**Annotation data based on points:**
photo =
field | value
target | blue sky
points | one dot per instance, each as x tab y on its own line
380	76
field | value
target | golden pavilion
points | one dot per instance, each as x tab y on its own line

**What you have to do:**
Reproduce the listing above, every line unchanged and in its original order.

**Finished answer:**
photo =
field | value
target | blue sky
points | one dot per instance, each as x tab y on its own line
380	76
field | value
target | golden pavilion
points | one dot per instance, each as x tab y on its own line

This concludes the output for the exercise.